* **PROMPT**
Pull out every line in the items below that contains the word "branch", and list each line in full.

* **PROVIDED RECORDS**
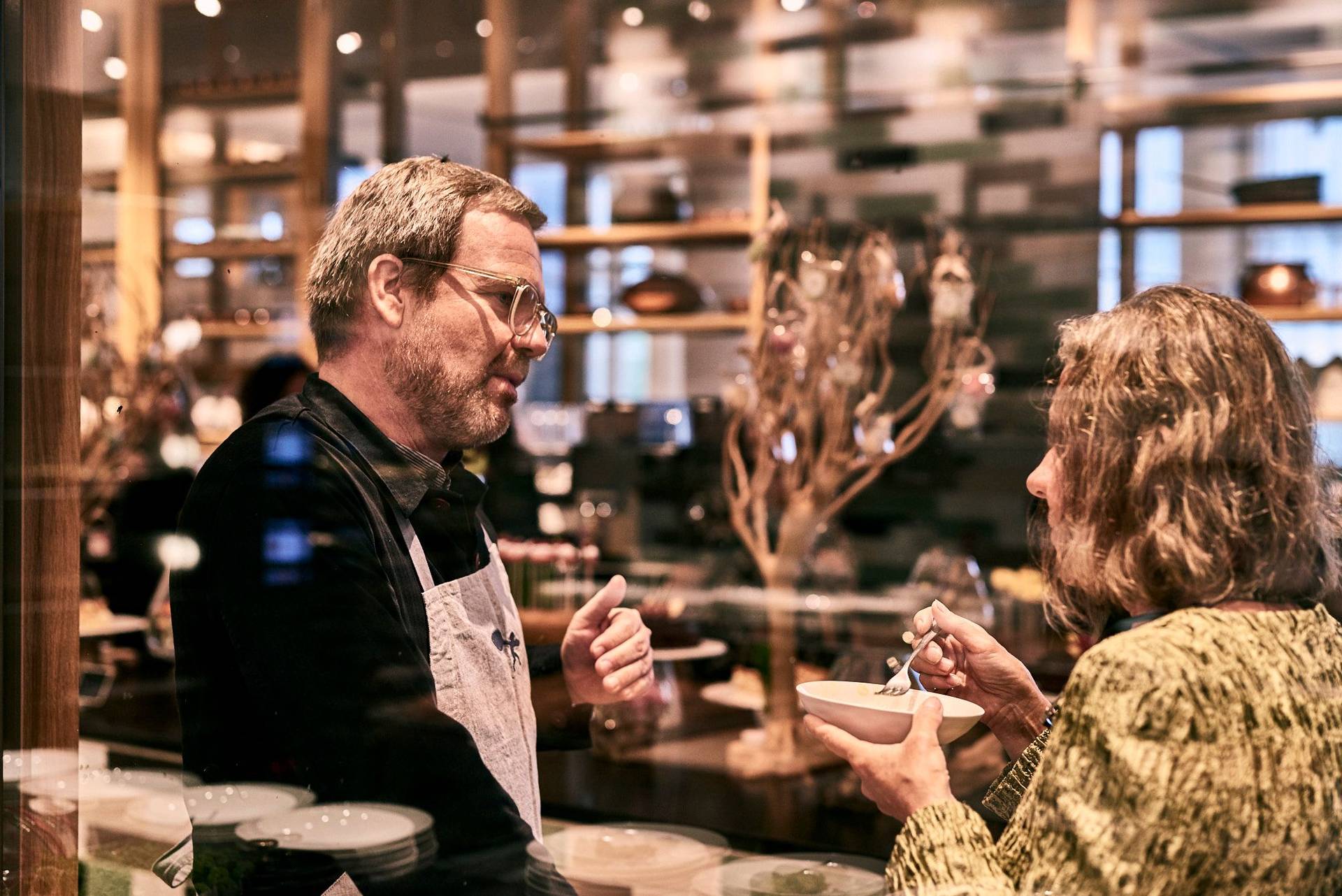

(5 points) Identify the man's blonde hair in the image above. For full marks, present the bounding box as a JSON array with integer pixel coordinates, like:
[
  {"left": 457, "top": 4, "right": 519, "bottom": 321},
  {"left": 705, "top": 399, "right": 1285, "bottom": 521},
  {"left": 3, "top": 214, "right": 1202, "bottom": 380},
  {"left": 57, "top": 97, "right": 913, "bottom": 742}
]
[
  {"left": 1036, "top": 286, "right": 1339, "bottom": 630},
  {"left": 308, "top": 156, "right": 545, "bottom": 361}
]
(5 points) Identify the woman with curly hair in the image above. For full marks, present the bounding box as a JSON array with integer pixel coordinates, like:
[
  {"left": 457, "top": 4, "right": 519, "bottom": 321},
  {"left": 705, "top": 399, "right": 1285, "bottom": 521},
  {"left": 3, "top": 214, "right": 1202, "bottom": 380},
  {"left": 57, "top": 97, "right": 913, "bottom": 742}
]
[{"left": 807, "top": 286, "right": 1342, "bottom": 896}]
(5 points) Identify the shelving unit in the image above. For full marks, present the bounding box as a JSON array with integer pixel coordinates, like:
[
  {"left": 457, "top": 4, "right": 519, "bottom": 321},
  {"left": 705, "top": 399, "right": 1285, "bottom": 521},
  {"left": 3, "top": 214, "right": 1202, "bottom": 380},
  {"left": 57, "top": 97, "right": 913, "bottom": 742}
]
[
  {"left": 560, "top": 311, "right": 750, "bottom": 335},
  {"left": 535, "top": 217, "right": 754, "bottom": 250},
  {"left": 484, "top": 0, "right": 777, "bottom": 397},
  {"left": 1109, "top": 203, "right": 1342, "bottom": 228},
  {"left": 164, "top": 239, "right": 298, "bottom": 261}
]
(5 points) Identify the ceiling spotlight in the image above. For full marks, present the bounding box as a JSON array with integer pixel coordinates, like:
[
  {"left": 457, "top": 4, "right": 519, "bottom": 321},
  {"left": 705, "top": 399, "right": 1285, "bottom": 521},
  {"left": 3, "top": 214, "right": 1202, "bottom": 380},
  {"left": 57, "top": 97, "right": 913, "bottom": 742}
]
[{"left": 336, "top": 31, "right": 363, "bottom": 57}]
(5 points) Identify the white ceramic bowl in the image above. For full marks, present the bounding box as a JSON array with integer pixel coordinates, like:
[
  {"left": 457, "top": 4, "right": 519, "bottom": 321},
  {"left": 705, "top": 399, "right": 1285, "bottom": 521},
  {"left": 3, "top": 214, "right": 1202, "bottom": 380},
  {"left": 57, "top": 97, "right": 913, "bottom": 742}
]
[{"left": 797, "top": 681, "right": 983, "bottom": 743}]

---

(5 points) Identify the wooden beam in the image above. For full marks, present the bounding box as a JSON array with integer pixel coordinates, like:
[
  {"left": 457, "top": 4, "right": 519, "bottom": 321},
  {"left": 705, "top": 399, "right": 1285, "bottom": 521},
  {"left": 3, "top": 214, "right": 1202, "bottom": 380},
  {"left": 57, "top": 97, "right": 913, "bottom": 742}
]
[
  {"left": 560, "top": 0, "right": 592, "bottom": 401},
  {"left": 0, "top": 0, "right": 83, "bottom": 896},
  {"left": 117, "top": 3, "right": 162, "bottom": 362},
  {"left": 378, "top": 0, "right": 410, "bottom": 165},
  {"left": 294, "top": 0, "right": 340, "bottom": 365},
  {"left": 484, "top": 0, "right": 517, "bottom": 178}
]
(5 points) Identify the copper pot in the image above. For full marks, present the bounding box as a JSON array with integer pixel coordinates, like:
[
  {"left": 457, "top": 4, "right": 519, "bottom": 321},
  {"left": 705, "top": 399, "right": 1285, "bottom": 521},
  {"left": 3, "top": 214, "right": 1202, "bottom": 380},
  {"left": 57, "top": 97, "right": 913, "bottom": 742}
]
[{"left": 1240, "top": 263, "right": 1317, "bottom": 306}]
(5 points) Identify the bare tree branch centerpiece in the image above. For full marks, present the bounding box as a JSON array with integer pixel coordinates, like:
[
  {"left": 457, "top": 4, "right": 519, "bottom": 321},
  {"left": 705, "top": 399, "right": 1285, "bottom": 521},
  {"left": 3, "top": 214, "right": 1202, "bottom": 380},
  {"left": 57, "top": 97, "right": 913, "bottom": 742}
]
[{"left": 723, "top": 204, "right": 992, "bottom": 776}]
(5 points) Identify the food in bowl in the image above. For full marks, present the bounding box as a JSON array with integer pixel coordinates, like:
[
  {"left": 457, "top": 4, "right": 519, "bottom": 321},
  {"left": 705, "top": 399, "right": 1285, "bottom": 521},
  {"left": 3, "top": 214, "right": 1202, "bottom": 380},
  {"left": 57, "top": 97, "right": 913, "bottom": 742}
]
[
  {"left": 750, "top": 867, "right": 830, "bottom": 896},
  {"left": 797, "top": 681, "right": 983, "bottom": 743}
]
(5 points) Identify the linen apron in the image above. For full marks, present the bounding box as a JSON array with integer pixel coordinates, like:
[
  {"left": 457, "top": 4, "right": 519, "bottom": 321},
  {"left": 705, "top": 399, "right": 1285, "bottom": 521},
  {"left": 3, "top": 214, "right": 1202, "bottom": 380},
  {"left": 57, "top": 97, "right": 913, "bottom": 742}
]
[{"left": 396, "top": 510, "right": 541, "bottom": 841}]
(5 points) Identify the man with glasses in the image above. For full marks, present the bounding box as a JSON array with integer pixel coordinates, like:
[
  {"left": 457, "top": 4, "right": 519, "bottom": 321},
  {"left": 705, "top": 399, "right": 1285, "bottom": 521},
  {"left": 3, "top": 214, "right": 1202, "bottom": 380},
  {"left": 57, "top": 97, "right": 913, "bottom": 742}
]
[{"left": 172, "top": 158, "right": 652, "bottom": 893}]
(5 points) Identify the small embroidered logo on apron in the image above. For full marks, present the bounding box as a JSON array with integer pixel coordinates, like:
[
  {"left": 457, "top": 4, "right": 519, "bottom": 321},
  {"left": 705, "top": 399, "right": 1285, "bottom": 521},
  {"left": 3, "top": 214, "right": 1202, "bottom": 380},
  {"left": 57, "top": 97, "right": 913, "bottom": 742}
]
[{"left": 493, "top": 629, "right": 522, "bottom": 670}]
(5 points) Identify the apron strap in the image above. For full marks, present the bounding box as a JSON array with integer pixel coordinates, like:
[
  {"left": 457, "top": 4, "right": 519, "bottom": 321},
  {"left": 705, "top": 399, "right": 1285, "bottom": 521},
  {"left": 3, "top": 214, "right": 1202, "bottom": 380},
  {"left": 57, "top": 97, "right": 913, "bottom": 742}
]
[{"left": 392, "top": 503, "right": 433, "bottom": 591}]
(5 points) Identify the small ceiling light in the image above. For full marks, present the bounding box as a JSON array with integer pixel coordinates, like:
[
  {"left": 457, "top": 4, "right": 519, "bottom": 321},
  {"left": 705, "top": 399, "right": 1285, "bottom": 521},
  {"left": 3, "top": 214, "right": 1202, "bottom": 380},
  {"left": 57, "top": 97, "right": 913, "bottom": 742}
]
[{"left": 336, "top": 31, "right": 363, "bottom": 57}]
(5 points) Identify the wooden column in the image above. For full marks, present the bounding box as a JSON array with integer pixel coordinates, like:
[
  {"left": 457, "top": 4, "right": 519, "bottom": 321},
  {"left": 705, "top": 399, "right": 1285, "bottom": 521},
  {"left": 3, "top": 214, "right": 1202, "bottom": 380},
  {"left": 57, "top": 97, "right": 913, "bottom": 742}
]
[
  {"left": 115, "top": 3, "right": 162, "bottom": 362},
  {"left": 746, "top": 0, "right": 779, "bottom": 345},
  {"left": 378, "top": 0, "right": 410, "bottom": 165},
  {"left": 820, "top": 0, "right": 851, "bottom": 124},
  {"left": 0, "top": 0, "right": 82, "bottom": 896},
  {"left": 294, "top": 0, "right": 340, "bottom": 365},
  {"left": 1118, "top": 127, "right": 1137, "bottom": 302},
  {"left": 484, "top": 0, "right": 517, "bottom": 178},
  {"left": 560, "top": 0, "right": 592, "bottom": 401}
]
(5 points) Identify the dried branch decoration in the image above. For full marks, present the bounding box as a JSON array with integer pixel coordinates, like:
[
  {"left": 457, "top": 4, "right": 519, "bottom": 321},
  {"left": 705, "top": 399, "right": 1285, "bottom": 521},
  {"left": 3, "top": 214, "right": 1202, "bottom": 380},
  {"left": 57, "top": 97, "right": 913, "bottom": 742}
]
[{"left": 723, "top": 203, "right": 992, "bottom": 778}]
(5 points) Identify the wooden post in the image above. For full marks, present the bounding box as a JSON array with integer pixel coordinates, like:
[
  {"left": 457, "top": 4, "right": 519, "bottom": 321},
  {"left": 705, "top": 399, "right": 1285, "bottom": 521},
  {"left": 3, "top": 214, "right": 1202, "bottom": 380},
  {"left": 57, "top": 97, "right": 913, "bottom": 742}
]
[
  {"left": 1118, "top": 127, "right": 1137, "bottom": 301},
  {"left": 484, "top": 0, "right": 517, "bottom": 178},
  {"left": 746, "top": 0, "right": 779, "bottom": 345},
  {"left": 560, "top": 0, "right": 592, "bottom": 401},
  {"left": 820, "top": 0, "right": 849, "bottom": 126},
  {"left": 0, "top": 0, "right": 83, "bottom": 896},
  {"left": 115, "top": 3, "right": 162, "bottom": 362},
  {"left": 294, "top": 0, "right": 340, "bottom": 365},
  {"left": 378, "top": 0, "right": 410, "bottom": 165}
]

* * *

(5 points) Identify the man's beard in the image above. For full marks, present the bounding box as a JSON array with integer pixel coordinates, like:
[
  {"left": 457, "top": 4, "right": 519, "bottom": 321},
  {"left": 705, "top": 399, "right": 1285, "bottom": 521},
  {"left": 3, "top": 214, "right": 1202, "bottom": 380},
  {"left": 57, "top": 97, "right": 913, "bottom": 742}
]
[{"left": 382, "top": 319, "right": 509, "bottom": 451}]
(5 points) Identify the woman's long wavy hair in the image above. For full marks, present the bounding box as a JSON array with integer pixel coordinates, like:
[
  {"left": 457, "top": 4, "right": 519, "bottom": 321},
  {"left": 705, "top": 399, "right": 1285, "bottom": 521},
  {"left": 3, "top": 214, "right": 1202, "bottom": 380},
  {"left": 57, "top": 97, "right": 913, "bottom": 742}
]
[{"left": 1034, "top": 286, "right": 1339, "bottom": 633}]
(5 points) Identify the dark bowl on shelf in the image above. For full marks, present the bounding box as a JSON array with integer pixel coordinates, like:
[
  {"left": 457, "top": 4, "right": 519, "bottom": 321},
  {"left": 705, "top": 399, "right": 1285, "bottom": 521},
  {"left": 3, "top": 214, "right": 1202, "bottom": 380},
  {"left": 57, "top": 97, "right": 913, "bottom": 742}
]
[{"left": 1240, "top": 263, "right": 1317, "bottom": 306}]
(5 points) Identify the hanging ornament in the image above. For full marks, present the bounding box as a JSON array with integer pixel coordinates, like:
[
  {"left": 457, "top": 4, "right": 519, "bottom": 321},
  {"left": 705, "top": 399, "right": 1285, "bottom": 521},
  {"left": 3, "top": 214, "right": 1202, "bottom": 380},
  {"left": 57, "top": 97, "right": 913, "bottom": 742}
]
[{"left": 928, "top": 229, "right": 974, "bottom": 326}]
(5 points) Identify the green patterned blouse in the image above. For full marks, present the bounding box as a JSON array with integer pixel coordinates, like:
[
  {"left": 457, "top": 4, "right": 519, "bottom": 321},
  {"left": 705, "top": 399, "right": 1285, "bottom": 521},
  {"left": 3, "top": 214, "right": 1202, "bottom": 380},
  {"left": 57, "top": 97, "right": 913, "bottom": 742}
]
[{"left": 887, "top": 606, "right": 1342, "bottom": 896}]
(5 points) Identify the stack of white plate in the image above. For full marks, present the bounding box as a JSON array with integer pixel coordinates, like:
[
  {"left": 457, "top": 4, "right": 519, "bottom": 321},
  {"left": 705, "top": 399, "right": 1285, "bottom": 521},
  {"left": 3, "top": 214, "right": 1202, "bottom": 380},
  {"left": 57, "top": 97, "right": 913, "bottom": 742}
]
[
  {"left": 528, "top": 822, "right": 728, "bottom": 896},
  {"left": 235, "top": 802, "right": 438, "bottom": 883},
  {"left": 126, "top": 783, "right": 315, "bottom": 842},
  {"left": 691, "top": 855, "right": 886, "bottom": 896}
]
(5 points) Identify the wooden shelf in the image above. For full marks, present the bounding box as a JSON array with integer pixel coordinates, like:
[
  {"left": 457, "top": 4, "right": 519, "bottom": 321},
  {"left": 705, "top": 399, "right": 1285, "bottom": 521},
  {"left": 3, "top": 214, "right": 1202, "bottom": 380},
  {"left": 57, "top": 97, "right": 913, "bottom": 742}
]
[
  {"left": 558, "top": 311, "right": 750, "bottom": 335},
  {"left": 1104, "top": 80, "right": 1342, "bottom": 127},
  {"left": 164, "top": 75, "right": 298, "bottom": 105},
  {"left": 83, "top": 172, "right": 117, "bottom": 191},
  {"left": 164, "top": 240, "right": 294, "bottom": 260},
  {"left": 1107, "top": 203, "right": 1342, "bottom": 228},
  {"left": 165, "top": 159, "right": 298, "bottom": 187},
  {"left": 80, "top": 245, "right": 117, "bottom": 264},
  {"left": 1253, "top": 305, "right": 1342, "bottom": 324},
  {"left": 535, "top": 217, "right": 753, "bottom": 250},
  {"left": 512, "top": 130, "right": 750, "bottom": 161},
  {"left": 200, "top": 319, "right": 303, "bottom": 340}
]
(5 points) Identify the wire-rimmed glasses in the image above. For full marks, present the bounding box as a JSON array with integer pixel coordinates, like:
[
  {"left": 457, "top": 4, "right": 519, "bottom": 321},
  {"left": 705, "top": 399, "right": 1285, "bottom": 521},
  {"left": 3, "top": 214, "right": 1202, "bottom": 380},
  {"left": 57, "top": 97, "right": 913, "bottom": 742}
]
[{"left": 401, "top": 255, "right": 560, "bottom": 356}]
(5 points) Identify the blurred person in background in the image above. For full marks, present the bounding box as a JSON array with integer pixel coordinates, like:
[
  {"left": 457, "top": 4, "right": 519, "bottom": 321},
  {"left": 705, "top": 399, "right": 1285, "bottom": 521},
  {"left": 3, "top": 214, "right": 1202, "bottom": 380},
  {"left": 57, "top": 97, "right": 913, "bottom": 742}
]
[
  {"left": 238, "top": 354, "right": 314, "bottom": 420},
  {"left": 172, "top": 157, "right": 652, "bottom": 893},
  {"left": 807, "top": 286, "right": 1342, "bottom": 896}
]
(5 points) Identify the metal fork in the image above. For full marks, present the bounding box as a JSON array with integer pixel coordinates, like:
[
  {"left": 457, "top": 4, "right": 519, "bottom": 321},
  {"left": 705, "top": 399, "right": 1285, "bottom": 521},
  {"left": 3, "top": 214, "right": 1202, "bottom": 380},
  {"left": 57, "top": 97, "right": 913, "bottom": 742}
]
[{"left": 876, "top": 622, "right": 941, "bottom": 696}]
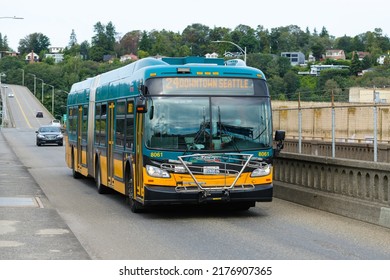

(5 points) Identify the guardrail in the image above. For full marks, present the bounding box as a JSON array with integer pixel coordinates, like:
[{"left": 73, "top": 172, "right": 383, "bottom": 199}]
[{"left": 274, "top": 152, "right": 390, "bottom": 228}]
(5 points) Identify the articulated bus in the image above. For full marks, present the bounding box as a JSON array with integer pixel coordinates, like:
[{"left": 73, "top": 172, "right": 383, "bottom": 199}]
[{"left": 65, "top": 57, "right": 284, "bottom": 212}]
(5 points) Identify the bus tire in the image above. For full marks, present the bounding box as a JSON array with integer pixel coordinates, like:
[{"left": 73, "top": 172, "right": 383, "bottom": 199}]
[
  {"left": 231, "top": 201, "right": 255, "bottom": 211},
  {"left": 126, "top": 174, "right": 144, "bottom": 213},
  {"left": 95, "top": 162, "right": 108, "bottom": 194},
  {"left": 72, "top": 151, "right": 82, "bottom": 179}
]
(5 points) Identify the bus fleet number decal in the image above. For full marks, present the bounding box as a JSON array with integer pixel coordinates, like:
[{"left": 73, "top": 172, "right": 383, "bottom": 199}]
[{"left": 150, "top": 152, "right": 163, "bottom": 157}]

* **OUTPUT FOR THIS TASK**
(5 points) Identify the bare tree branch centerpiece in the image above. For full marks, present the bounding box as a JSON array with integer pixel coordinates, like:
(5 points) Identify the dried branch decoration in the image above. For full marks, present the bounding box as a JSON array with integer pixel coordinates, like:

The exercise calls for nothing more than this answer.